## Stated task 1
In the records, rewrite the lines from the one containing "Where can the brick" through the end of the records, inclusive, replacing "chimney" with "smokestack" and leaving everything else unchanged. Omit the pictures.

## Excerpted passage
+++++

Coordinating Accounts with Slurm
NAU’s Monsoon cluster is host to several research groups. In order to balance the demands of these groups, Slurm is utilized to schedule jobs in a way to maximise fairness. Slurm provides a useful overlay to make starting large compute jobs easy.
Managing Jobs
Listing jobs
$ squeue -A professor # List by account
$ squeue -u abc123 # List by user
Cancelling Jobs
$ scancel 12345678 # Cancel by job ID
$ scancel -u abc123 # Cancel all of a user's jobs
$ scancel -u abc123 --state=running # Cancel all of a user's RUNNING jobs
$ scancel -u abc123 --state=pending # Cancel all of a user's PENDING jobs
$ scancel -A professor # Cancel an entire account's jobs
Holding and Releasing Jobs
$ scontrol hold 12345678 # Hold by job ID
$ scontrol release 12345678 # Release the hold
$ scontrol uhold 12345678 # Hold job 12345678 but allow the job's owner to
# release it
Limiting Users
Check the Current Limits
$ sacctmgr list assoc account=professor
$ sacctmgr list assoc user=abc123 format=account,user,grpcpurunmins
$ sacctmgr list assoc user=abc123
Limiting CPU Time
$ sacctmgr modify user abc123 set GrpCPURunMins=1440 # Limit a user's maximum CPU
# time in pending/running
# jobs to 1440 minutes
# (e.g 24 hours on 1 core,
# 12 hours on 2 cores, etc.)
Limiting Usable CPU’s
$ sacctmgr modify user abc123 set GrpCPUs=2 # The user can only have 2 CPUs
# allocated at a time
Checking the Current Settings and Status
Adding a Student to a SLURM Account
$ sacctmgr add user name=abc123 account=professor # Add user to account
$ sacctmgr modify user where name=abc123 set defaultaccount=professor # Set user's default account
$ sacctmgr modify user where name=abc123 set defaultqos=professor # Set user's Quality of Service (QoS)

+++++

## Stated task 2
In the Slurm account guide, which command holds a job but still lets the job's owner release it?

+++++

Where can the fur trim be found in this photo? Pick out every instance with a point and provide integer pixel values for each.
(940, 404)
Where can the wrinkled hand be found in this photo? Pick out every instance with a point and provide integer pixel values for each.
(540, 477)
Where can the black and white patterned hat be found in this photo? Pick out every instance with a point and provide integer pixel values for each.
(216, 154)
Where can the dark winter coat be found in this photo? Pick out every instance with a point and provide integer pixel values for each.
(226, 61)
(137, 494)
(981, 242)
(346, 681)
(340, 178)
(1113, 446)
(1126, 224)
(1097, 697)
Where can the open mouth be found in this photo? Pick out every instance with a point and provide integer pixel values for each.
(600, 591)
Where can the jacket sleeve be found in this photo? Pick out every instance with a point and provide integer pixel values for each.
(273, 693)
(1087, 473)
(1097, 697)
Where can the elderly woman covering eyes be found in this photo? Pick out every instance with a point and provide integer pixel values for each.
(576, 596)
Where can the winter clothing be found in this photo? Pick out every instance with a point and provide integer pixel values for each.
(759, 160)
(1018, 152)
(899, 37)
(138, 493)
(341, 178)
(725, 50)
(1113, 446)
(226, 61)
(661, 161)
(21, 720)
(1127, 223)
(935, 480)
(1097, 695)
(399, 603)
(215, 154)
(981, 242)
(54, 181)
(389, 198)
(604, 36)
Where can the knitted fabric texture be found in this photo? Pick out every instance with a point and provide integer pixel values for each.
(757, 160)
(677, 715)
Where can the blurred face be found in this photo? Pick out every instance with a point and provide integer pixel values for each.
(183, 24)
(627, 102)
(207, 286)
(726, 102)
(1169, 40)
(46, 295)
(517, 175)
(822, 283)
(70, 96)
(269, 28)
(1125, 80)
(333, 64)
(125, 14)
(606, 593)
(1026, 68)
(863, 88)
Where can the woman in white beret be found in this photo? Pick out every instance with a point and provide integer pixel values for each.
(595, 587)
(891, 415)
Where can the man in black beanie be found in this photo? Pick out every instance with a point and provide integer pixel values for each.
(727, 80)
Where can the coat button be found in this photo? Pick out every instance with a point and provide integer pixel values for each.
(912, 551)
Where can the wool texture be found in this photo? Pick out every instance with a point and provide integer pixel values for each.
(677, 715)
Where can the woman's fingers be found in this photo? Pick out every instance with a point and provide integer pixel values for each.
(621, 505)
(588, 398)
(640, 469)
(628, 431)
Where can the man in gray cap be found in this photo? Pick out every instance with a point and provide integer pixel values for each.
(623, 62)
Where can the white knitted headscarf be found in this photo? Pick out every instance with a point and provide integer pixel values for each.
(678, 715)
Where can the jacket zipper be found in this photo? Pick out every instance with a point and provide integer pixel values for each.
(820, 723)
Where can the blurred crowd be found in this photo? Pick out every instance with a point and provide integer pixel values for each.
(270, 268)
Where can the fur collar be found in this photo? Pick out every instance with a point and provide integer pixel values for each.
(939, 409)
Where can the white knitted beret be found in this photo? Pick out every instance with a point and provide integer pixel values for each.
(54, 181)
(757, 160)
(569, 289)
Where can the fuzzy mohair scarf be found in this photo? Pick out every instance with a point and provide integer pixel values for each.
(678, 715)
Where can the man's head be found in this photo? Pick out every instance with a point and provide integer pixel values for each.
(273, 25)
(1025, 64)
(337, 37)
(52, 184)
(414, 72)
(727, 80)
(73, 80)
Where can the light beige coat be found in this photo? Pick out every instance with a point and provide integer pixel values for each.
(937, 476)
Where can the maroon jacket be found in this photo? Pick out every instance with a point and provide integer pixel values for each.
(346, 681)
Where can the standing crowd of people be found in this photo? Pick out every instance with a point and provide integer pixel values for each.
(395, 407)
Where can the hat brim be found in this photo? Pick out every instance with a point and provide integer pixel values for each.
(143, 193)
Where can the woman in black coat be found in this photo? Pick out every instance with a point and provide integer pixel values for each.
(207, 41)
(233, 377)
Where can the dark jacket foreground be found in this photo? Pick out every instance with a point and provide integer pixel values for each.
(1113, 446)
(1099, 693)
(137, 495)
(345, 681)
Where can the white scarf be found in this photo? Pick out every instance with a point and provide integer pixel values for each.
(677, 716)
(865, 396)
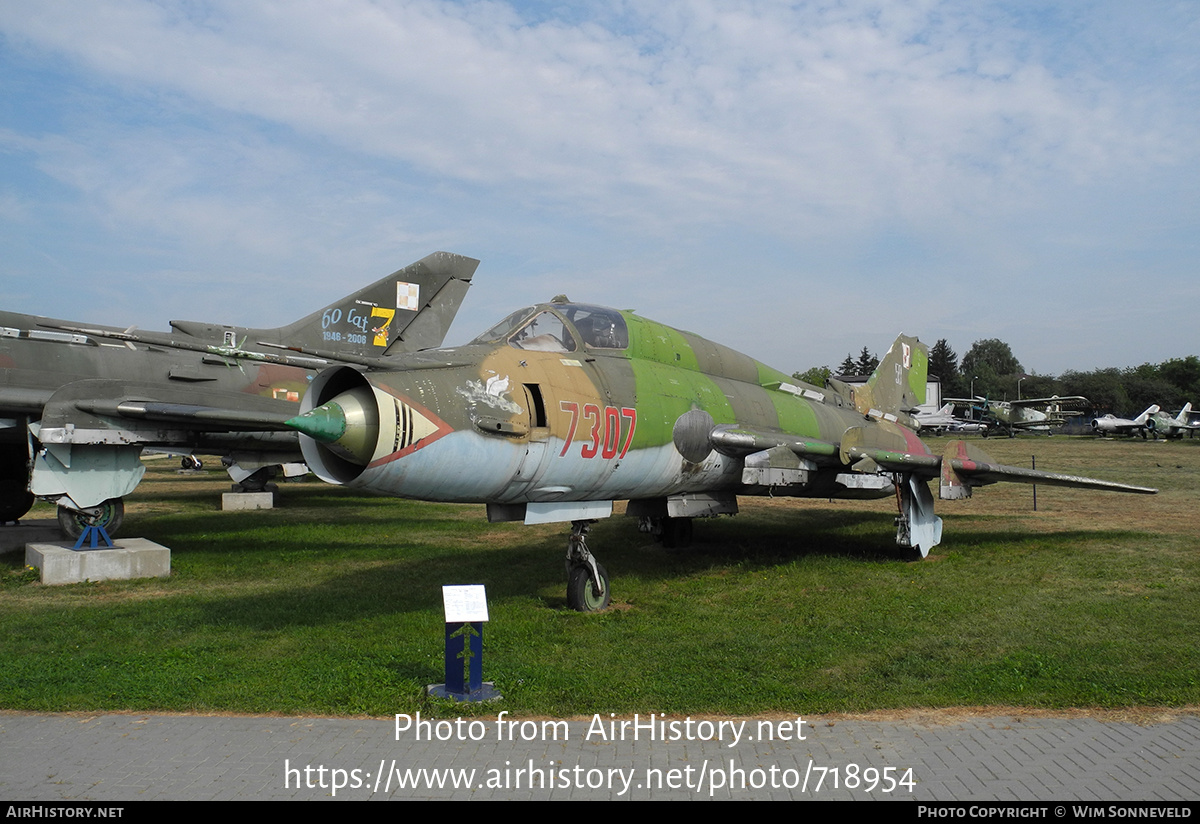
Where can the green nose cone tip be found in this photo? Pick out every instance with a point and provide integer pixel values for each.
(325, 423)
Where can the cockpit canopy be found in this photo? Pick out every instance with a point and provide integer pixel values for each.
(562, 328)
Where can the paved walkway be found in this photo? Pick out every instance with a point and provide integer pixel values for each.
(1003, 758)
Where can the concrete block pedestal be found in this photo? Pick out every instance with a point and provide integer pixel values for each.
(126, 559)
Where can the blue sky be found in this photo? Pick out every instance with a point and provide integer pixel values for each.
(795, 180)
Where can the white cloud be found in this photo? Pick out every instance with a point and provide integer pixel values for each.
(869, 143)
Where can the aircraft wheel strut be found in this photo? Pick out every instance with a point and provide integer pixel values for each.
(112, 513)
(587, 581)
(582, 594)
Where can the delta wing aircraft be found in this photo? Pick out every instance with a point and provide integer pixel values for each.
(1111, 425)
(1029, 414)
(79, 403)
(1163, 425)
(943, 420)
(563, 408)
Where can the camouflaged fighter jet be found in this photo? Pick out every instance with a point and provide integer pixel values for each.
(83, 402)
(562, 408)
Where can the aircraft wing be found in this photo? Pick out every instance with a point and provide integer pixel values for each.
(960, 467)
(93, 433)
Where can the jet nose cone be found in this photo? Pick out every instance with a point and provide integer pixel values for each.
(348, 425)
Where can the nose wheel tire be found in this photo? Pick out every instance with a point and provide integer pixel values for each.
(581, 591)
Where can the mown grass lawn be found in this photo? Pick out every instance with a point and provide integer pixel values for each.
(331, 605)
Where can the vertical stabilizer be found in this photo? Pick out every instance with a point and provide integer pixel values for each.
(409, 310)
(898, 385)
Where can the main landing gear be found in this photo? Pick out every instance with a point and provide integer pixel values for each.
(587, 581)
(107, 516)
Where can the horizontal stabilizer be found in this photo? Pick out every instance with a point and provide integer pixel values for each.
(966, 465)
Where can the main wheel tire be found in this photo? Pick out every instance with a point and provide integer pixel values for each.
(581, 594)
(111, 517)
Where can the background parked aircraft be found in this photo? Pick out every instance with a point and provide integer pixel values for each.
(78, 403)
(1111, 425)
(1029, 414)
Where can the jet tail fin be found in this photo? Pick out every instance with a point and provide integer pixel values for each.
(409, 310)
(898, 385)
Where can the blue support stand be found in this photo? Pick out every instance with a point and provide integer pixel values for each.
(93, 534)
(465, 665)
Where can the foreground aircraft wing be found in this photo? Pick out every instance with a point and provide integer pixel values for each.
(960, 467)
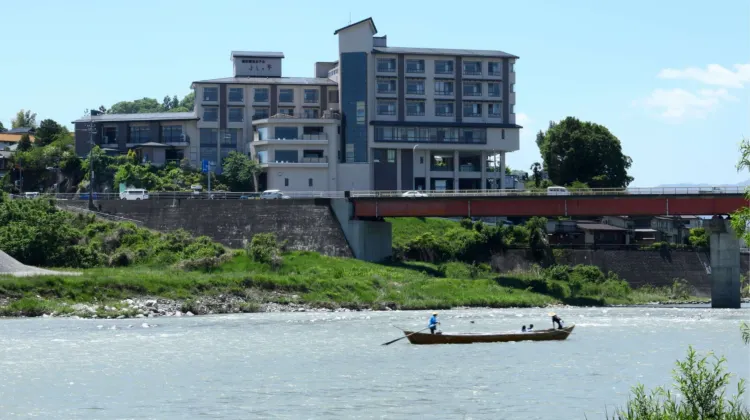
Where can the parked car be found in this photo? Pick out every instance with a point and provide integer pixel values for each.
(134, 194)
(557, 191)
(273, 195)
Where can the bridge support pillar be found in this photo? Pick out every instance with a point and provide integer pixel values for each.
(368, 240)
(725, 265)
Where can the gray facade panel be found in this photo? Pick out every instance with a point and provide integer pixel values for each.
(459, 69)
(353, 91)
(122, 135)
(154, 129)
(401, 104)
(385, 176)
(407, 169)
(506, 90)
(274, 100)
(222, 107)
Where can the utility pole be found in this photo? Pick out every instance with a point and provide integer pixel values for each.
(92, 130)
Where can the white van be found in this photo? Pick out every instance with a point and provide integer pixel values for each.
(134, 194)
(557, 191)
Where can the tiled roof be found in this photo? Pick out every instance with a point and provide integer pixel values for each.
(152, 116)
(443, 51)
(271, 81)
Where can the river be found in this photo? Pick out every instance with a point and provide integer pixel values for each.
(332, 366)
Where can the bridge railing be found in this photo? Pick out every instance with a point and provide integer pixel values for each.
(568, 192)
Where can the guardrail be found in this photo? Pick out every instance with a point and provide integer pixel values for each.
(231, 195)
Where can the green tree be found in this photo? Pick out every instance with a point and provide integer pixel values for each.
(241, 172)
(47, 132)
(24, 118)
(24, 144)
(536, 169)
(575, 150)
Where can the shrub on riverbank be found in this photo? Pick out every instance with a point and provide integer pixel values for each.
(36, 233)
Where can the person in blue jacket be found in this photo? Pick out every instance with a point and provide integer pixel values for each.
(433, 322)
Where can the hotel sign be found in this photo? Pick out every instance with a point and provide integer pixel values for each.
(260, 67)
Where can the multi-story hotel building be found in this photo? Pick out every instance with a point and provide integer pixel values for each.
(378, 118)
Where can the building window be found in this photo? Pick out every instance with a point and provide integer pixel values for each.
(415, 108)
(472, 68)
(286, 133)
(444, 109)
(415, 66)
(310, 113)
(472, 89)
(443, 66)
(415, 86)
(443, 88)
(171, 134)
(493, 110)
(261, 95)
(472, 109)
(236, 95)
(236, 114)
(493, 68)
(333, 96)
(286, 95)
(210, 113)
(260, 113)
(139, 134)
(286, 156)
(493, 90)
(386, 107)
(386, 85)
(311, 96)
(387, 65)
(210, 94)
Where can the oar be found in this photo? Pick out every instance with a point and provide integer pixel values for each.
(401, 338)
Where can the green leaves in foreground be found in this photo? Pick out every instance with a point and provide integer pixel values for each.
(701, 387)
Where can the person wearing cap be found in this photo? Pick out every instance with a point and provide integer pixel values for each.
(556, 319)
(433, 322)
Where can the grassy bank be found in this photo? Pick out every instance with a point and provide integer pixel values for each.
(313, 280)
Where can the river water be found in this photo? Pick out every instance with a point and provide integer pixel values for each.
(332, 366)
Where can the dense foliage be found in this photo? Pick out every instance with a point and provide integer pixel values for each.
(36, 233)
(583, 151)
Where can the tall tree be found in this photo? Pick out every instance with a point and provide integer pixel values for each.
(24, 144)
(47, 132)
(24, 118)
(536, 169)
(575, 150)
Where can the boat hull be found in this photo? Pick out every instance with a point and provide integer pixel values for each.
(540, 335)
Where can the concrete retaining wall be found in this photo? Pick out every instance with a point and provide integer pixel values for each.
(307, 225)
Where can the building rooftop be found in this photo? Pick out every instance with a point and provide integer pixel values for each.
(271, 81)
(153, 116)
(369, 20)
(443, 51)
(266, 54)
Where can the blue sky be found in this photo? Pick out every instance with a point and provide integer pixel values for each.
(669, 78)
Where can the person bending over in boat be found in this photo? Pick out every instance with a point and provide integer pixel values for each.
(434, 322)
(556, 319)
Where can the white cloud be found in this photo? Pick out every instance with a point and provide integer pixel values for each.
(678, 103)
(714, 74)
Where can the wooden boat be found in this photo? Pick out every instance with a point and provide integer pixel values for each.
(468, 338)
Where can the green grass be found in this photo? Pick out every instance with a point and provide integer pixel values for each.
(407, 228)
(306, 277)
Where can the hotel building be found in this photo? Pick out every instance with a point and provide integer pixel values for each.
(378, 118)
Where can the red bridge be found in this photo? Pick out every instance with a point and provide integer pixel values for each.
(587, 203)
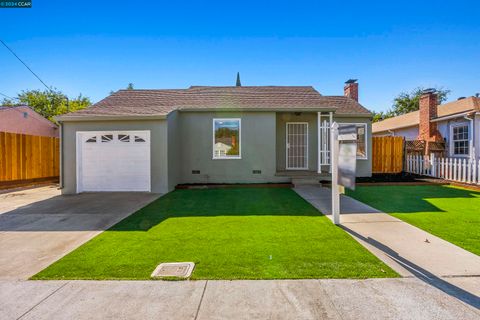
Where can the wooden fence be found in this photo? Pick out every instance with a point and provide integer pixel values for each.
(455, 169)
(387, 154)
(26, 157)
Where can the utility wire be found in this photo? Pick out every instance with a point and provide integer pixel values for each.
(24, 64)
(1, 94)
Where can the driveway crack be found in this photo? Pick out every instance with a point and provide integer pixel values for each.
(201, 300)
(36, 305)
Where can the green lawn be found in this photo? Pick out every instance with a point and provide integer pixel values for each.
(237, 233)
(450, 213)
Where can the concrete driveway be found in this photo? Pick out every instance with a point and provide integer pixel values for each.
(39, 226)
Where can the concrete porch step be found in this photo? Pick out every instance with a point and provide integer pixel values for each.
(302, 181)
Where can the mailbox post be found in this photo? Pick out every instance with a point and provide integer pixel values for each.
(343, 163)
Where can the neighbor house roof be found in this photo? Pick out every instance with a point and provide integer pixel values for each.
(203, 98)
(413, 118)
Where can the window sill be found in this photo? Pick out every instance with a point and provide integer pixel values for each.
(226, 158)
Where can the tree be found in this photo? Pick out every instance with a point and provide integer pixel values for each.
(49, 103)
(407, 102)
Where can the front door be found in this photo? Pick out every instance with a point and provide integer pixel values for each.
(297, 145)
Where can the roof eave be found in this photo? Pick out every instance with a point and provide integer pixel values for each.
(72, 118)
(453, 116)
(253, 109)
(353, 115)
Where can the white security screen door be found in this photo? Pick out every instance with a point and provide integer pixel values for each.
(113, 161)
(297, 145)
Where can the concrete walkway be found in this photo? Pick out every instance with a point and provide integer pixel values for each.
(39, 226)
(276, 299)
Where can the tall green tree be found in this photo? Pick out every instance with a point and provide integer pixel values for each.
(49, 103)
(406, 102)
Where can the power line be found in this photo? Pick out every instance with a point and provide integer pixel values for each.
(24, 64)
(1, 94)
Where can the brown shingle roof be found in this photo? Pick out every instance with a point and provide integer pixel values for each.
(162, 102)
(413, 118)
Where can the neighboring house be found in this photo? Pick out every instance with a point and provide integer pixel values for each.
(22, 119)
(153, 140)
(456, 123)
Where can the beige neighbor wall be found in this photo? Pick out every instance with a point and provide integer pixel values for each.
(158, 143)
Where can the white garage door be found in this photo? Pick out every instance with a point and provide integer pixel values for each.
(113, 161)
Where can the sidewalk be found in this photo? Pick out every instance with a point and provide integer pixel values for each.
(400, 245)
(276, 299)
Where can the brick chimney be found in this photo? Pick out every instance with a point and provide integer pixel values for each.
(427, 129)
(351, 89)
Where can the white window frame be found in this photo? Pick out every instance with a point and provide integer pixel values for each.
(214, 157)
(452, 142)
(366, 136)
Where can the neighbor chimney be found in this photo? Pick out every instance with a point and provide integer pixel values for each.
(427, 129)
(351, 89)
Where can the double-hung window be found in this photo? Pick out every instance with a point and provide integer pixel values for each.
(361, 139)
(227, 138)
(459, 144)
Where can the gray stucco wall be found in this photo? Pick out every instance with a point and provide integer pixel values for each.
(184, 142)
(257, 143)
(174, 145)
(159, 152)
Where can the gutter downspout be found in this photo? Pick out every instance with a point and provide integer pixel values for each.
(61, 155)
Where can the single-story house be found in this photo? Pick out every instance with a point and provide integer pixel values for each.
(24, 120)
(456, 123)
(153, 140)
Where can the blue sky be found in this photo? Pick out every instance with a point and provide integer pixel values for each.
(93, 47)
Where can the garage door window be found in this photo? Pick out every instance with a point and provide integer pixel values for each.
(124, 137)
(139, 139)
(107, 138)
(92, 139)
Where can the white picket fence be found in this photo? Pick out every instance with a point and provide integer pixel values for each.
(464, 170)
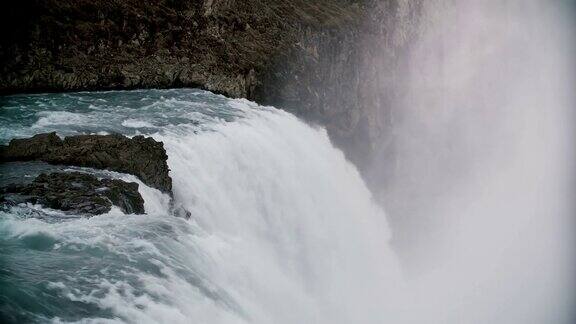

+++++

## Exercise solution 1
Where can the brick smokestack be found in this photo? Pick out every instance with a point and provide integer pixel values for each.
(427, 129)
(351, 89)
Where can the white window frame be found in this photo? Pick out every instance with a point and provide integer pixel values for each.
(214, 157)
(452, 142)
(366, 136)
Where can the neighbor smokestack be found in this photo? Pick out every instance with a point and provide integer pixel values for each.
(427, 129)
(351, 89)
Where can the double-hung window be found in this photo? Pick out every instance with a point and provide integer pixel values for each.
(361, 139)
(227, 138)
(459, 144)
Where can the gray stucco wall be found in this photo? Pick out every instance with a point and provide integer pixel values for each.
(184, 142)
(257, 143)
(174, 145)
(159, 152)
Where can the gutter downspout be found in this photo? Pick out every instance with a point and provide integer pixel values for each.
(61, 155)
Where can the single-story house be found in this photo? Pick out every instance with a point and provide integer pixel values for each.
(24, 120)
(456, 123)
(153, 140)
Where can the blue sky be found in this photo? Pick out every instance with a point and provide integer pixel values for each.
(93, 47)
Where can the garage door window be found in this photo? Pick out every instance with a point and provide integer pixel values for each.
(124, 137)
(139, 139)
(107, 138)
(92, 139)
Where can the white picket fence be found in this photo? Pick out every instance with a point and provide integer pixel values for each.
(464, 170)

## Exercise solution 2
`scontrol uhold 12345678`